>> BEGIN STORED DATA
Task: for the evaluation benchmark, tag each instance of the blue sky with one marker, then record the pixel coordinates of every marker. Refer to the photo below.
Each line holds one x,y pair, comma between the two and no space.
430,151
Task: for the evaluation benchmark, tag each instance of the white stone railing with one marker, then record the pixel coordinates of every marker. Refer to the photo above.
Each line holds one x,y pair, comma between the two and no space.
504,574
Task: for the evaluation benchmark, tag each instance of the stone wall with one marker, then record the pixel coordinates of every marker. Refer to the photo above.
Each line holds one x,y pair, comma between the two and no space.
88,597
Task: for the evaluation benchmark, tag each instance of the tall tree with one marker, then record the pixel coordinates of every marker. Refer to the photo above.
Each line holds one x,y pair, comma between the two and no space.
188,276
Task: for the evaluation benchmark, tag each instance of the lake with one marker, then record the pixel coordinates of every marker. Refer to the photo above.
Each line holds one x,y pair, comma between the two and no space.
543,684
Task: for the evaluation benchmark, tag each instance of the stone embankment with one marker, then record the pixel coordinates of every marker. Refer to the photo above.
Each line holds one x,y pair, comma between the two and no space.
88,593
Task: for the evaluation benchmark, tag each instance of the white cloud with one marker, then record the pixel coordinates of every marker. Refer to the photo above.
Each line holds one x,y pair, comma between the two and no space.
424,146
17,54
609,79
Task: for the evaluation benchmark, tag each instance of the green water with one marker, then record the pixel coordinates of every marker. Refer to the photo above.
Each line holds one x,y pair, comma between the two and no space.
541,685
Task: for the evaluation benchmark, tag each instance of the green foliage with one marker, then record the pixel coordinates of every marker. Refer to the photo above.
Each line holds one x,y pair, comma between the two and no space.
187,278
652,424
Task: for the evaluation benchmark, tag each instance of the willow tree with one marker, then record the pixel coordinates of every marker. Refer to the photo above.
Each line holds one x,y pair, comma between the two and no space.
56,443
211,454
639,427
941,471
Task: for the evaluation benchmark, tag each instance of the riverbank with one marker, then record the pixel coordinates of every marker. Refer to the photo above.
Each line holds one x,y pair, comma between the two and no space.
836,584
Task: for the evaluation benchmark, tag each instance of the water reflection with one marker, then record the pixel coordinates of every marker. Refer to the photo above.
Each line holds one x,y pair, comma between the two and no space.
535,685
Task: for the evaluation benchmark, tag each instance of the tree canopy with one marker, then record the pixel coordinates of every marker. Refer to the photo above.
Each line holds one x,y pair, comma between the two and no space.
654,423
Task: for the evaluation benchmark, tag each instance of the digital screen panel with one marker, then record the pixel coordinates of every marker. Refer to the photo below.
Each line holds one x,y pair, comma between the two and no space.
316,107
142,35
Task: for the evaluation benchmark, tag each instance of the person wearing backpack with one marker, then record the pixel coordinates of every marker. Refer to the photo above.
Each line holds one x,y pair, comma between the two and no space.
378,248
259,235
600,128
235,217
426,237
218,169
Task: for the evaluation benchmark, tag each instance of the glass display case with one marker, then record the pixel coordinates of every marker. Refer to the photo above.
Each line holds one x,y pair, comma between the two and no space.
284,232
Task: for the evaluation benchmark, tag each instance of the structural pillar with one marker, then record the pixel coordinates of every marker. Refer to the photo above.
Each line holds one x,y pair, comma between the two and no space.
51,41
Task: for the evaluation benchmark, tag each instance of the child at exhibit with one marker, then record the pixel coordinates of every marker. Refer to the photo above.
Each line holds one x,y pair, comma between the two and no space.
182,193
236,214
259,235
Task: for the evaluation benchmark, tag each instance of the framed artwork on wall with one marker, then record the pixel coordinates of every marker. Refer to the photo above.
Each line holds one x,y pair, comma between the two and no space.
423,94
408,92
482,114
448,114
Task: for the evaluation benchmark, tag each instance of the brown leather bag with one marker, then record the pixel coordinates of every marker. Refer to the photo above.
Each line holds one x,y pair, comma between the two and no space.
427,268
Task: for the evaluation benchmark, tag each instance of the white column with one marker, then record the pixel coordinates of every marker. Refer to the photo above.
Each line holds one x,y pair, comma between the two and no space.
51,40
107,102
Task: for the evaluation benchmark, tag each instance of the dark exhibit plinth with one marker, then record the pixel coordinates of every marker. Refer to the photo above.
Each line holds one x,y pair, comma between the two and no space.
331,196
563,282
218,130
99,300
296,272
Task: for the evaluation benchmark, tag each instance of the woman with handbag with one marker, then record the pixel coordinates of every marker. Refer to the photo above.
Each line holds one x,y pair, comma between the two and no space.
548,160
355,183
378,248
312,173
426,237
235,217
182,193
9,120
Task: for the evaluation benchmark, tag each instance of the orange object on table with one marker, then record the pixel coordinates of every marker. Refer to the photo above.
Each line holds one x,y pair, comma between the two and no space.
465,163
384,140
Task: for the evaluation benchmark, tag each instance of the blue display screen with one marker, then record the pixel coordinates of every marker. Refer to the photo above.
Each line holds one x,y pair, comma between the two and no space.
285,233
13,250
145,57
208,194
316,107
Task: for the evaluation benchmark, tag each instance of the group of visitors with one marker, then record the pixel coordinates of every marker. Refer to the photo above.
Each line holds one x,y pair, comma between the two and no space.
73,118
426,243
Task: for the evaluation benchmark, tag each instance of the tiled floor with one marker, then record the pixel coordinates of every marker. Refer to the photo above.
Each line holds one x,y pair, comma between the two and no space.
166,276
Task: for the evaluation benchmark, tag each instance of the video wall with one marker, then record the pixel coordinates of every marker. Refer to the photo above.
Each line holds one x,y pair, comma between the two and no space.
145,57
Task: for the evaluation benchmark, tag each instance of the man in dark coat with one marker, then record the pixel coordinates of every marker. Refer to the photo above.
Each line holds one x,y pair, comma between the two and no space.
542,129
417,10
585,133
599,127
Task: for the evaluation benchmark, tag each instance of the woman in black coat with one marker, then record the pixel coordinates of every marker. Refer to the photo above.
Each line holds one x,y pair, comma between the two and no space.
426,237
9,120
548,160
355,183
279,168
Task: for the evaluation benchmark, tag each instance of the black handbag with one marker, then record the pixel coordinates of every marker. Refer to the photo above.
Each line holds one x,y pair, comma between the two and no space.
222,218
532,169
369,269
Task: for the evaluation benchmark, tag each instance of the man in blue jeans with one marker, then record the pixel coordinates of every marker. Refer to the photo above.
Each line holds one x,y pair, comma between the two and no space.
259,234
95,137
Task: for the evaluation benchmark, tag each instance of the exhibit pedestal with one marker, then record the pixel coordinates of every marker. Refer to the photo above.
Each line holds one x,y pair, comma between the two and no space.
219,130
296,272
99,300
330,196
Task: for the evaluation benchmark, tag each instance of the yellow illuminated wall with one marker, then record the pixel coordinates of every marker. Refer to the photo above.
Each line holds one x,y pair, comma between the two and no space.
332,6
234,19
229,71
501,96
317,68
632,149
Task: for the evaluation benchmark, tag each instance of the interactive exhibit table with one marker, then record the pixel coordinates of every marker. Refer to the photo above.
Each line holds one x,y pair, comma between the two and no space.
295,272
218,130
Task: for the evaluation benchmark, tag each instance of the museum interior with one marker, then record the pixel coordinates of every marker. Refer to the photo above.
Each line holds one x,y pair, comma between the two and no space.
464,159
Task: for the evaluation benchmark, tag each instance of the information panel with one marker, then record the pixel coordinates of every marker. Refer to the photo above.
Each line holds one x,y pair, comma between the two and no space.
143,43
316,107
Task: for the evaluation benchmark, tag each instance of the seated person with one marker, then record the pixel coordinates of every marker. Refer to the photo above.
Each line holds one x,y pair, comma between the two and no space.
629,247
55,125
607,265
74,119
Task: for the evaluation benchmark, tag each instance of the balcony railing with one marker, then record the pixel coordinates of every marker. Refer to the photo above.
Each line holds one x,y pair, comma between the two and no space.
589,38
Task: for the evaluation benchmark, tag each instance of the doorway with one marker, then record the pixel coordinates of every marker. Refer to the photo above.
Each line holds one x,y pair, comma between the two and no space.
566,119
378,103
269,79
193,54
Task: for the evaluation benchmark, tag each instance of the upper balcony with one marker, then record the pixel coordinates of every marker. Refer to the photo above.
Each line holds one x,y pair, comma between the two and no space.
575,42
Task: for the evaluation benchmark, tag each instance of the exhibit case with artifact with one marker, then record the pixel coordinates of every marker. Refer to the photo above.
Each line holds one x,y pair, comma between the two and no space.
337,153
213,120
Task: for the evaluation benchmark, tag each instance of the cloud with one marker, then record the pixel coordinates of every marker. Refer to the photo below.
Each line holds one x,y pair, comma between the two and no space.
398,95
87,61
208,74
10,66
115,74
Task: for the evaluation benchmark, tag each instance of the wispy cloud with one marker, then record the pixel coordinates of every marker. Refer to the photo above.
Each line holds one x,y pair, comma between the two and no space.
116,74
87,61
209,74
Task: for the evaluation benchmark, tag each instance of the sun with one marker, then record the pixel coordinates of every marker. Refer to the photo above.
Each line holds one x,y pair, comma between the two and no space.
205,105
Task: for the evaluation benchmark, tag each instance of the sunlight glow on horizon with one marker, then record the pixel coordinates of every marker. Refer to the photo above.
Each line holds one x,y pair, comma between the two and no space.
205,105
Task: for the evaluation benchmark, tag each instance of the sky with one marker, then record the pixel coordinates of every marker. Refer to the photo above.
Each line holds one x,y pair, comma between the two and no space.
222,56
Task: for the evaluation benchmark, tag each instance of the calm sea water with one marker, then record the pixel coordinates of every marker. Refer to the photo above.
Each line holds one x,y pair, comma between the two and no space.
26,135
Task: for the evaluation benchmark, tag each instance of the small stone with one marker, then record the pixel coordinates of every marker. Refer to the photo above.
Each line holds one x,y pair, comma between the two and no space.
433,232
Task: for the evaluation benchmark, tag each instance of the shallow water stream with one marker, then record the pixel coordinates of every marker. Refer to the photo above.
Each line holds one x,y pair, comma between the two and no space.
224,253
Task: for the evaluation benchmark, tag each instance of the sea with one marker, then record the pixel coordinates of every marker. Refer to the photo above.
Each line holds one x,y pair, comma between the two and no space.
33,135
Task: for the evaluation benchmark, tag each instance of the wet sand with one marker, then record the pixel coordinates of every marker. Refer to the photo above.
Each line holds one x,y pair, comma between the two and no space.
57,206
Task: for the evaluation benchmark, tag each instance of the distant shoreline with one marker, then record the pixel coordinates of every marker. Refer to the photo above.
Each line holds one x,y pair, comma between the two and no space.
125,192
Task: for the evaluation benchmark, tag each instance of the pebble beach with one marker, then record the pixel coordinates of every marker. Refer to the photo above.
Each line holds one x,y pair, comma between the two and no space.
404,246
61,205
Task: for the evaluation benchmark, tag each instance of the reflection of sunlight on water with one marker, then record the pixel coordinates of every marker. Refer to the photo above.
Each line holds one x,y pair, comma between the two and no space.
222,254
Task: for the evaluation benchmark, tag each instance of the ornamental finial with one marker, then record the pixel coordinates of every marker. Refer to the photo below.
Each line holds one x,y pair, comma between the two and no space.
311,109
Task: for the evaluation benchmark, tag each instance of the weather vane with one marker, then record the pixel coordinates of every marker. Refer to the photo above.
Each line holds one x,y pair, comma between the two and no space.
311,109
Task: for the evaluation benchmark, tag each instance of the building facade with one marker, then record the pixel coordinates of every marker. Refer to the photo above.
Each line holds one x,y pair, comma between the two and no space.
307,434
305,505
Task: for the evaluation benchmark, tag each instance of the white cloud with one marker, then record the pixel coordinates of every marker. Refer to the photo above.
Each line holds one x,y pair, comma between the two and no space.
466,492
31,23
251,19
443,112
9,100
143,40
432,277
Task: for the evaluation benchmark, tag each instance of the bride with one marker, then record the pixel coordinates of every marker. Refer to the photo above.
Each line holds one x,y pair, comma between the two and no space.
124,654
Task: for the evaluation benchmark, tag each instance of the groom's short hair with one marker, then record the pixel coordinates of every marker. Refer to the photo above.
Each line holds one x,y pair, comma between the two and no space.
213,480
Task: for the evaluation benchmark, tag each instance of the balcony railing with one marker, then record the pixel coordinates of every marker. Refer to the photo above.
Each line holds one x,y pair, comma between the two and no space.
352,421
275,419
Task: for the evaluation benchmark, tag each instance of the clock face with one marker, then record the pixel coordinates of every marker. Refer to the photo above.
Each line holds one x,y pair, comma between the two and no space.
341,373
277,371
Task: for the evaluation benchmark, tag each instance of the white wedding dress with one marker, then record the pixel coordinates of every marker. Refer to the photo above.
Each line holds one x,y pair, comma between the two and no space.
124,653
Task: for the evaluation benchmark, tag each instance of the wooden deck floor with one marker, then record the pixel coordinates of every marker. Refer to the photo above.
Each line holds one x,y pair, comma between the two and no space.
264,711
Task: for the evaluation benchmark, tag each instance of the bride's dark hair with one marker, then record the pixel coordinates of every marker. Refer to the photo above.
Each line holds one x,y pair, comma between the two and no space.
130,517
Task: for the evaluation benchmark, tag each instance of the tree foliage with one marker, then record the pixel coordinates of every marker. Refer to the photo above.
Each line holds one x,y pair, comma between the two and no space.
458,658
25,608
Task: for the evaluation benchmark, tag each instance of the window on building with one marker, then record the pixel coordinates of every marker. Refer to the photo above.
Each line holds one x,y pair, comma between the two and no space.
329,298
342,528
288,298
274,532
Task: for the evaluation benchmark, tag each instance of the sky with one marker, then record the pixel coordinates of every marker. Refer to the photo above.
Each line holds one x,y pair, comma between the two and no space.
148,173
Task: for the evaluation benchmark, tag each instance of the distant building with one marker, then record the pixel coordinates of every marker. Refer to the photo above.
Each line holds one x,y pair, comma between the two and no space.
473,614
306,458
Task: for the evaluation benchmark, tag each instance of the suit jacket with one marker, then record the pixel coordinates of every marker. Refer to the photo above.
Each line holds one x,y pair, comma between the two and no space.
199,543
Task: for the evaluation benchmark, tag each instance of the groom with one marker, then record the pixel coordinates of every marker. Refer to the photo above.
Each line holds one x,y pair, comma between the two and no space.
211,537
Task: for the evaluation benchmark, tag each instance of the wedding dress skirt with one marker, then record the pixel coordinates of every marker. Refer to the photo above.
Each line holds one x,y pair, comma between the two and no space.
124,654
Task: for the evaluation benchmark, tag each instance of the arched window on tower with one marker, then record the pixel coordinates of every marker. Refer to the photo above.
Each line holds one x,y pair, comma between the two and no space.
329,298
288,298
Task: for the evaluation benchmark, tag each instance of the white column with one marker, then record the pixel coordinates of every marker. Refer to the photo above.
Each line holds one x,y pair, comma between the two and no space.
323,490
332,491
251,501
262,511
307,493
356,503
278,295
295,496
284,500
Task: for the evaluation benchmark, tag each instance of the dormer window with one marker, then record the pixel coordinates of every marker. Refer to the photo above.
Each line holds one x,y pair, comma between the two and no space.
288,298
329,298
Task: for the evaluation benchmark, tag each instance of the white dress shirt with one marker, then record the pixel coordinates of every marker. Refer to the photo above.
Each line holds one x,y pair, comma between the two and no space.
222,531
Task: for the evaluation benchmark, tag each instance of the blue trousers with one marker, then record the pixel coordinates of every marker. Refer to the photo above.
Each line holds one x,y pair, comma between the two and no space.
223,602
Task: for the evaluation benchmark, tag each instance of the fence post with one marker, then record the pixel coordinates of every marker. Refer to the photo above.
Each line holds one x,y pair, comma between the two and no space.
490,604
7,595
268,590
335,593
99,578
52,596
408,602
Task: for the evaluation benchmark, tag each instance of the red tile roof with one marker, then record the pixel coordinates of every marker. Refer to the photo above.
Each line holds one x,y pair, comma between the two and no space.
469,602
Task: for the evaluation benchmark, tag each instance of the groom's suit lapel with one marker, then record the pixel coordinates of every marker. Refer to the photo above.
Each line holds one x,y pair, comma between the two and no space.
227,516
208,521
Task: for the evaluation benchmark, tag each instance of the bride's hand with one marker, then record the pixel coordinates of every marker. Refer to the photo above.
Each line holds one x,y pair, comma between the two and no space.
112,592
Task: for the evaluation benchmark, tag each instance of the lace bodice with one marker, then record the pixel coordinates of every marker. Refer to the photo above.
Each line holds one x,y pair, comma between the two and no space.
>> END STORED DATA
- _SHORT PROBLEM_
Set out exactly the run of lines that begins at the line holding "the white dress" and ends at the last line of the data.

- _ANSWER TO THIS PROBLEM_
Task: for the evaluation benchmark, tag each instance of the white dress shirt with one marker, then record the pixel coordinates of every marker. Refer to the photo above.
Each line holds one x,y pair, comma between the two and no space.
222,531
Task: for the evaluation benchmark, tag each instance of the blue trousers with one marker, then record the pixel coordinates of every marker. Refer to the photo above.
Each line holds one x,y pair, comma between the two and no space.
223,602
Task: for the evaluation benchmark, tag each instance of the fence post with one marker, then record the pixel coordinates of every marker. Refer to the photo above.
Each line holds one x,y pair, comma between the two and no space.
490,604
7,595
268,590
335,593
99,578
52,596
408,602
Task: for the evaluation benchmark, tag each instance of the red tile roof with one marker, then record the pixel coordinates of every marker. Refer to the photo above.
Each line holds one x,y pair, comma between the two and no space.
469,602
Task: for the evaluation benchmark, tag each instance of the groom's suit lapel with one marker, then record the pixel coordinates of every marker. Refer to the photo above.
Each line holds one x,y pair, comma between the two and no space.
227,516
208,521
Task: for the evaluation benchmark, tag each instance of the bride's hand with one marker, then record the pixel coordinates of every marker. Refer to the photo above.
Each line holds one x,y pair, comma between the two and no space.
112,592
Task: for the evaluation benchmark, tag each instance of the lace bodice with one marker, then record the pixel coordinates of every marker. Refer to the photo above.
Each line holds one x,y pair, comma between the two and no space.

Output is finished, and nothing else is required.